* _Testo di riferimento_:
------------------------------------------------
Ikea sotto accusa: dai giocattoli agli elettrodomestici troppi prodotti pericolosi ritirati

A basso costo di sicuro, ma sulla qualità le associazioni dei consumatori hanno tanto da ridire. Dall’inizio del 2016, infatti, Ikea ha ritirato dal mercato un prodotto al mese.
A dare il via alla lista delle segnalazioni del ritiro dagli scaffali sono state, a gennaio 2016, le bacchette per tamburo e lo strumento a percussione Lattjo, entrambi per rischio soffocamento.

A cavallo tra febbraio e marzo, è stata la volta delle plafoniere HYBY, LOCK e RINNA per il rischio di distacco del paralume in vetro, in questo caso le segnalazioni erano venute proprio da consumatori che avevano riportato danni.

Per non parlare ancora delle lampade “Gothem” che avevano provocato scosse a causa del loro rivestimento in metallo. Mese ricco anche quello di aprile: le cassettiere Malm avevano provocato la morte di un bambino di 22 mesi.

Nel periodo di carnevale il mantello da pipistrello per bambini aveva causato abrasioni a tre giovanissimi, a giugno era toccato ai frigoriferi e congelatori Frostfri per rischio scossa elettrica e in ultima istanza c’è stato nei giorni scorsi il ritiro di 380mila lavastoviglie per difetto di fabbrica.
------------------------------------------------
* _Consegna A_: Indica tutti i nomi propri di prodotti Ikea che compaiono nell'articolo sui ritiri Ikea.
* _Consegna B_: Prosegui l'articolo sui ritiri Ikea dopo l'ultima frase.
Le voci riportate di seguito provengono da un'altra fonte.

[Voci di dati salvate]
------------------------------------------------
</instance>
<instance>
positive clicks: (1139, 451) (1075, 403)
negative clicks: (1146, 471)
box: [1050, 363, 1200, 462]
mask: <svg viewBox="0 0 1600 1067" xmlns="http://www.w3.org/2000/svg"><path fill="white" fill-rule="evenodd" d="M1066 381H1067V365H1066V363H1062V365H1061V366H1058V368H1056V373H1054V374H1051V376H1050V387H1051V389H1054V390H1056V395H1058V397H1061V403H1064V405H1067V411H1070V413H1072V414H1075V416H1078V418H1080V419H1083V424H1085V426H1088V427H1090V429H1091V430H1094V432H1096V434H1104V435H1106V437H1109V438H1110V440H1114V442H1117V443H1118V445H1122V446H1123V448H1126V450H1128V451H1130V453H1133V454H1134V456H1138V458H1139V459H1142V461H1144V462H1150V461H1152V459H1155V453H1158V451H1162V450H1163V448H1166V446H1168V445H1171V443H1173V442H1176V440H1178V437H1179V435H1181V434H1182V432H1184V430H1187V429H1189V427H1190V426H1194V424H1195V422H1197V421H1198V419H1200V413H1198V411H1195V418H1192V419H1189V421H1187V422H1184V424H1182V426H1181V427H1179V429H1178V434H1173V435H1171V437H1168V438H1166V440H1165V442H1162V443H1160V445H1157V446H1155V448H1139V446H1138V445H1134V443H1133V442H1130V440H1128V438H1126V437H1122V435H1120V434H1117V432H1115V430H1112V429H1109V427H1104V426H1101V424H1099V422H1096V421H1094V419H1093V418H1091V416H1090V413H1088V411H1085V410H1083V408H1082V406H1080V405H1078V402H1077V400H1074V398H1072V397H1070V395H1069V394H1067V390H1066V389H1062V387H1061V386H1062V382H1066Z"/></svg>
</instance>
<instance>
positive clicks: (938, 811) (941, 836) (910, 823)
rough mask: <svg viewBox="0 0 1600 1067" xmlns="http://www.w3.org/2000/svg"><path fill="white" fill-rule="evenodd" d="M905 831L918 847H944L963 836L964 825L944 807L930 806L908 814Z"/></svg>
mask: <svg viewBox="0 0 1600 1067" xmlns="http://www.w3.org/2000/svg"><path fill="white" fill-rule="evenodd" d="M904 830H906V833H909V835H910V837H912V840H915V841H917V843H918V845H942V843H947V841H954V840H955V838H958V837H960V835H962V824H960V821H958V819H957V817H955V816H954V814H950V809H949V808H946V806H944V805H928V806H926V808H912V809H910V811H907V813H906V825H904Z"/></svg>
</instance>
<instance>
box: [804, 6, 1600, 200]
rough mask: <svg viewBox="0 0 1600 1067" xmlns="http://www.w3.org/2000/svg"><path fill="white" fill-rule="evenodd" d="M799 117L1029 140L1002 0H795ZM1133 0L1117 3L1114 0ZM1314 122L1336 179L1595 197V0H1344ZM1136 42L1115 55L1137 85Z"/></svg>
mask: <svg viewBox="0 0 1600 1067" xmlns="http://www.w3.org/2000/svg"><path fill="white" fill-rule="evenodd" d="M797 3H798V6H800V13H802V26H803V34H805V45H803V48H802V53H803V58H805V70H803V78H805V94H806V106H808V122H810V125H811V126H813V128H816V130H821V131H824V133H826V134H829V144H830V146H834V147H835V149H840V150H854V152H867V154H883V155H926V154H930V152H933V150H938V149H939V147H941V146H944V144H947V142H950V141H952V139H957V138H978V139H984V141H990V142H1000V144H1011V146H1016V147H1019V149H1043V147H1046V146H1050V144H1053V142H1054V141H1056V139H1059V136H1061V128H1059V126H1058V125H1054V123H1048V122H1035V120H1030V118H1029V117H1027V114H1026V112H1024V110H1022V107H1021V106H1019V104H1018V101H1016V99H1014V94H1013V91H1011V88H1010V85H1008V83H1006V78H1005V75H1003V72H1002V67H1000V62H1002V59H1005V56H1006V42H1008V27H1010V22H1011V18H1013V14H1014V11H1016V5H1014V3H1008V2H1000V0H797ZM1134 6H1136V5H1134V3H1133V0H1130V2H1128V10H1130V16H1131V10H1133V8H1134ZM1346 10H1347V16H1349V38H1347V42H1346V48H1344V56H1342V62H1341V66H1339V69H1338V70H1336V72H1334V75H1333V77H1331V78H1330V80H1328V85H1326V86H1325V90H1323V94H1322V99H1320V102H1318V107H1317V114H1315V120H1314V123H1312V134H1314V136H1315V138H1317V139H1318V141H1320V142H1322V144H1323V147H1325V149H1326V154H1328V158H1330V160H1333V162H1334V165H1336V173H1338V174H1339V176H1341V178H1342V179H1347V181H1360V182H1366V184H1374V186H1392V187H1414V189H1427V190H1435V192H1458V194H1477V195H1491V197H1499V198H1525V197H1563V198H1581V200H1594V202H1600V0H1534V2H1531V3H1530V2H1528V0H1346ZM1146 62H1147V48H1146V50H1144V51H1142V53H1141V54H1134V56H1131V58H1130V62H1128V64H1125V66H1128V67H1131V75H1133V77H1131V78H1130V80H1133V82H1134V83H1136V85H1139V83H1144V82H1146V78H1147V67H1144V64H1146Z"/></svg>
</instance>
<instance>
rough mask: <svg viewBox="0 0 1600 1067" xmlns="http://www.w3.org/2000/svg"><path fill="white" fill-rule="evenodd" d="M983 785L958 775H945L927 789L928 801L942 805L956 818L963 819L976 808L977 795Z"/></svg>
------------------------------------------------
* _Spazio risposta A_: Lattjo, HYBY, LOCK, RINNA, Gothem, Malm, Frostfri

* _Spazio risposta B_:
Mentre l’azienda svedese sostiene di rispettare tutti gli standard di sicurezza e di garantire un rimborso a chi restituisce i prodotti difettosi, le associazioni dei consumatori sono convinti che non si tratti solo di coincidenze, ma che alcune volte Ikea metta sul mercato prodotti pericolosi senza fare i dovuti controlli.

E su questo il Codacons chiede chiarezza. Come fa l’azienda a monitorare tutti i prodotti dei quasi 290 store solo in Europa? Il dubbio rimane in vista del fatto che raramente, il ritiro avviene a priori ma solo dopo le segnalazioni dei clienti, e la maggior parte delle volte quando già qualche danno c’è stato.